Problem details:
Find each line in the records below that contains the string "draw", and copy those lines out in full. Case matters.

──────── Entries shown

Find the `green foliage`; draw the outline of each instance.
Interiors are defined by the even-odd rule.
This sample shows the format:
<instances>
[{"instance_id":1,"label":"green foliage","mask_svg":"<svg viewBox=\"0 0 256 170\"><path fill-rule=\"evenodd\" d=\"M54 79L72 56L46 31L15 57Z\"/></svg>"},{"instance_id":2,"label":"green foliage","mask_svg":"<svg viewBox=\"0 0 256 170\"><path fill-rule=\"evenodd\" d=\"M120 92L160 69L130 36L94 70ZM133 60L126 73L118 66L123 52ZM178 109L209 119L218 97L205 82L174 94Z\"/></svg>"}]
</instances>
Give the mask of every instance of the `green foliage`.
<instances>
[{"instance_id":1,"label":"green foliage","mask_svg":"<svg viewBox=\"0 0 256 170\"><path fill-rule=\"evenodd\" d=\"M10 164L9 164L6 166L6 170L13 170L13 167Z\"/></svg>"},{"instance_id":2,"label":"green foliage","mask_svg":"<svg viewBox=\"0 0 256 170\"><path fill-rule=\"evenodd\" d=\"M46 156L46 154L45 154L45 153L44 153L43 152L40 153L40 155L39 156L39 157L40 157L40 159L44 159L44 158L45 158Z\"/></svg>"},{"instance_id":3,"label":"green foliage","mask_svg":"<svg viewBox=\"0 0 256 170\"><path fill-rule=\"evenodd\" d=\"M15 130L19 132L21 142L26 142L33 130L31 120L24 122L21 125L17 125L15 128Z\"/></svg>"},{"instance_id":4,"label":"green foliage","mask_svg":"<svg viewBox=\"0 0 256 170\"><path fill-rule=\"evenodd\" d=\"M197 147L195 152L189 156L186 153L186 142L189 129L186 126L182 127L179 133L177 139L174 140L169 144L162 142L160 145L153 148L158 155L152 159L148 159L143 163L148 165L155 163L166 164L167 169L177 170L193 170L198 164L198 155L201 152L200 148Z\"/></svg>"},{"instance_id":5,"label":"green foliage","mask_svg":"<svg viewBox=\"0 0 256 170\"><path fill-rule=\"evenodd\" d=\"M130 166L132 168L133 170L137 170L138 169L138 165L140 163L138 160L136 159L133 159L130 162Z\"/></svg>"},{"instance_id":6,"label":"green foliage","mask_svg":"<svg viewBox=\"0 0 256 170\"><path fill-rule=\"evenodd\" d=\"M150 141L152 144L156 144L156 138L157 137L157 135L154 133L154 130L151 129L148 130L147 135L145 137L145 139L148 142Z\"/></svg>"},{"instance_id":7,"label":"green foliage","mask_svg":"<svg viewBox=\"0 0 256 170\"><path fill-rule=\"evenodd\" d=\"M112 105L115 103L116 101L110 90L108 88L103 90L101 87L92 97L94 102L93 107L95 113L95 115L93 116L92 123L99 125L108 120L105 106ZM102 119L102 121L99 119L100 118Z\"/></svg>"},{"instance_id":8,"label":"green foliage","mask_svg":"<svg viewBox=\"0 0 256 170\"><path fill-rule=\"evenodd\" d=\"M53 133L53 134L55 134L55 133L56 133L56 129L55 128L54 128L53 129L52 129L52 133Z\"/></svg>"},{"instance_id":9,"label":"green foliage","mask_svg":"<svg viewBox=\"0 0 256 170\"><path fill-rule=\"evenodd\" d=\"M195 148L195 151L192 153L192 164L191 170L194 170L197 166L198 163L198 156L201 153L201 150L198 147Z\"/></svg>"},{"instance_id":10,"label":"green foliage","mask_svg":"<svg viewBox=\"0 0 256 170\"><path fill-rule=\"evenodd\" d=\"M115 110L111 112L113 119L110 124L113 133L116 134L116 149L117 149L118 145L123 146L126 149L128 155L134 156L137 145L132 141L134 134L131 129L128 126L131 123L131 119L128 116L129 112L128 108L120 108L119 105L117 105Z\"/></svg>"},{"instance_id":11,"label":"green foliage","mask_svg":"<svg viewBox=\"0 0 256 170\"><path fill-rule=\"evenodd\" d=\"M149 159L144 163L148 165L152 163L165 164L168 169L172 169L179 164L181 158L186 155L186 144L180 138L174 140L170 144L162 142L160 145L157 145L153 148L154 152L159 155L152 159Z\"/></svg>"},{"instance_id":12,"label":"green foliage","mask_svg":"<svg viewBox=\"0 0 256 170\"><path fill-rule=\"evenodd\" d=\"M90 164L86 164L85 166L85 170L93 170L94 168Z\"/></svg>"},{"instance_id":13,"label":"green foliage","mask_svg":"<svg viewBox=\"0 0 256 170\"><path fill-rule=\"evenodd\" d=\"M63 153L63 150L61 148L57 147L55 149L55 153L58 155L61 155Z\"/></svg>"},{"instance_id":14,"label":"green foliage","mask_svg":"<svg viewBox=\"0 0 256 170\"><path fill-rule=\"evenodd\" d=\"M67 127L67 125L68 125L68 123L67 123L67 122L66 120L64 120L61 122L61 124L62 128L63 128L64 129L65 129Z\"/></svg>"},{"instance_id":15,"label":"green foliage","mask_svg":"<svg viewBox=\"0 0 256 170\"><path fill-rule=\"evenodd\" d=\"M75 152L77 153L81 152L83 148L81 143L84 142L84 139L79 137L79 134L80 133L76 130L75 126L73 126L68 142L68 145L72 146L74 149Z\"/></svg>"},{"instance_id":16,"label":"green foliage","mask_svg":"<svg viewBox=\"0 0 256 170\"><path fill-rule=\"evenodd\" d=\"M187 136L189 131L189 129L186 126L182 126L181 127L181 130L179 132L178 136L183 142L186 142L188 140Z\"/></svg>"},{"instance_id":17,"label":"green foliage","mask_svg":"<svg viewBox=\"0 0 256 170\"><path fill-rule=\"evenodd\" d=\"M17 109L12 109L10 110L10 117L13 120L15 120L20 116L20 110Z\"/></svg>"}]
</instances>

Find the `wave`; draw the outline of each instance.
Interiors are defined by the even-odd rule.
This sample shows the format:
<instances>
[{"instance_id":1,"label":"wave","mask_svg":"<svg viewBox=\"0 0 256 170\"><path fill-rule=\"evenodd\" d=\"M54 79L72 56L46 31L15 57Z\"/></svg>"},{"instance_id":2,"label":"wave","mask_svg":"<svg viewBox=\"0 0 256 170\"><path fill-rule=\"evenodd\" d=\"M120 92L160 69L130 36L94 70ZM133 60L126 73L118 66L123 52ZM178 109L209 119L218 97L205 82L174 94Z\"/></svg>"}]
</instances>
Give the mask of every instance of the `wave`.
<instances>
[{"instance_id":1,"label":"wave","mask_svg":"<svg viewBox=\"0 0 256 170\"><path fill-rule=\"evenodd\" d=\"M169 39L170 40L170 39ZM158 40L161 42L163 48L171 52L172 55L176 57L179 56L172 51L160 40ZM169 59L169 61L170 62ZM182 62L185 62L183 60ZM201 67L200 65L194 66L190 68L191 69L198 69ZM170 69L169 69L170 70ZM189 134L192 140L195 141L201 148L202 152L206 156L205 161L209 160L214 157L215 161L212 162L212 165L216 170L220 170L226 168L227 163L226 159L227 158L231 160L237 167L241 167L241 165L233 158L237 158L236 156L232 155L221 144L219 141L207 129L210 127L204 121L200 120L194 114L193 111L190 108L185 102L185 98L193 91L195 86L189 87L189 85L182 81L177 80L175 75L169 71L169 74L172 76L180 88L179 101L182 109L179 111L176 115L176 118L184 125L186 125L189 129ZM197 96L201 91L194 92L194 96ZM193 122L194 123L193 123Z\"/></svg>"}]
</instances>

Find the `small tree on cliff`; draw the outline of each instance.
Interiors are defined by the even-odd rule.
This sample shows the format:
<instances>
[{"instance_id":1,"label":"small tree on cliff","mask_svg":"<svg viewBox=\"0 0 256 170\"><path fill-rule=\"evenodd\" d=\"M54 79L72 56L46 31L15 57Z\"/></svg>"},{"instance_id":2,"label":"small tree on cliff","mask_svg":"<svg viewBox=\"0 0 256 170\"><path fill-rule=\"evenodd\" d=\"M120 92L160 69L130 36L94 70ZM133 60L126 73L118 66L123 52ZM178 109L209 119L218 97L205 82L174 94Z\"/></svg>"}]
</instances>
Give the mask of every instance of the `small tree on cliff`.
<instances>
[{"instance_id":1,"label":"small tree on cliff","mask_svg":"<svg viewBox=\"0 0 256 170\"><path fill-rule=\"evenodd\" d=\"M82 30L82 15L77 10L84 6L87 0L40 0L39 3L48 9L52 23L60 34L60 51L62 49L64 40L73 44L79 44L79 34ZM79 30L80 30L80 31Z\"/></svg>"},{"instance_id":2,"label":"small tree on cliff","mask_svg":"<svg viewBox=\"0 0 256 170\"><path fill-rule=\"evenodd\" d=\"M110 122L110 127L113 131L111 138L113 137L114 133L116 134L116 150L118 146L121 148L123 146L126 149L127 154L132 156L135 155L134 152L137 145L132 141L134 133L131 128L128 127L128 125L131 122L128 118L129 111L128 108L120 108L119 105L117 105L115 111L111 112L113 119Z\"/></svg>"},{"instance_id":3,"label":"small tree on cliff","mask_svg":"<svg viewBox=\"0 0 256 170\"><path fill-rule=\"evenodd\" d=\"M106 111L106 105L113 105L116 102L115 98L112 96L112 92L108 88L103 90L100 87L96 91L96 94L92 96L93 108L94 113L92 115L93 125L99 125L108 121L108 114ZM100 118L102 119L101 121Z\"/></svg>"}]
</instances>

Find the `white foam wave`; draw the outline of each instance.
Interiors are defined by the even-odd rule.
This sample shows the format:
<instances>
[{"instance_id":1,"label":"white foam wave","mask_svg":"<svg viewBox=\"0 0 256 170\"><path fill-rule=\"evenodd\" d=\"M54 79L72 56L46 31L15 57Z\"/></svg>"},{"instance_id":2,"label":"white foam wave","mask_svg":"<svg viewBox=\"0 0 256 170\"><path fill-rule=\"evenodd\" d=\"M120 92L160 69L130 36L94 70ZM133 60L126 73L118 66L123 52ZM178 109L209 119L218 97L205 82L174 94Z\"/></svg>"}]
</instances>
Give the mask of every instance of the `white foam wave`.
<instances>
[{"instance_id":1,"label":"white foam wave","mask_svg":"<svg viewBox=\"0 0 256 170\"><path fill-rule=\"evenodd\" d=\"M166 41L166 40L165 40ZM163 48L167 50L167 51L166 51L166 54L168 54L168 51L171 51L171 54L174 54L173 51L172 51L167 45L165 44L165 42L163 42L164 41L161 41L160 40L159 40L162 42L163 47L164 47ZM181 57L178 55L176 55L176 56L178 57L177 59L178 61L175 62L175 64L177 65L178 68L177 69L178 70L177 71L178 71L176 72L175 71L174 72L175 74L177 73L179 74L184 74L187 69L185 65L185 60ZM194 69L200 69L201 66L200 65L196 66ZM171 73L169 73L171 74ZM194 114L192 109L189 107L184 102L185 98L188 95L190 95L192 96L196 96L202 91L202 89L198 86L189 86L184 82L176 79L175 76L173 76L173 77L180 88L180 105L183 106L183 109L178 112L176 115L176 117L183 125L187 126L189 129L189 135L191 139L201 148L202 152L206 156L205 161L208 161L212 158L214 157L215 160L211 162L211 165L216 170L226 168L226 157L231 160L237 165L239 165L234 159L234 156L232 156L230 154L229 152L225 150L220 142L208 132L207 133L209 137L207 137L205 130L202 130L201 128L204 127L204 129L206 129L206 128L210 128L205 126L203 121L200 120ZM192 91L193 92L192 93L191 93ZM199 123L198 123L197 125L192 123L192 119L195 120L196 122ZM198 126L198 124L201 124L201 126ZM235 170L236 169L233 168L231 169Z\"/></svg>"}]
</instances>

────────────────

Final result:
Find the `green foliage`; draw the outline of each instance.
Find the `wave`; draw the outline of each instance.
Find the `small tree on cliff`; draw the outline of each instance.
Find the `white foam wave`; draw the outline of each instance.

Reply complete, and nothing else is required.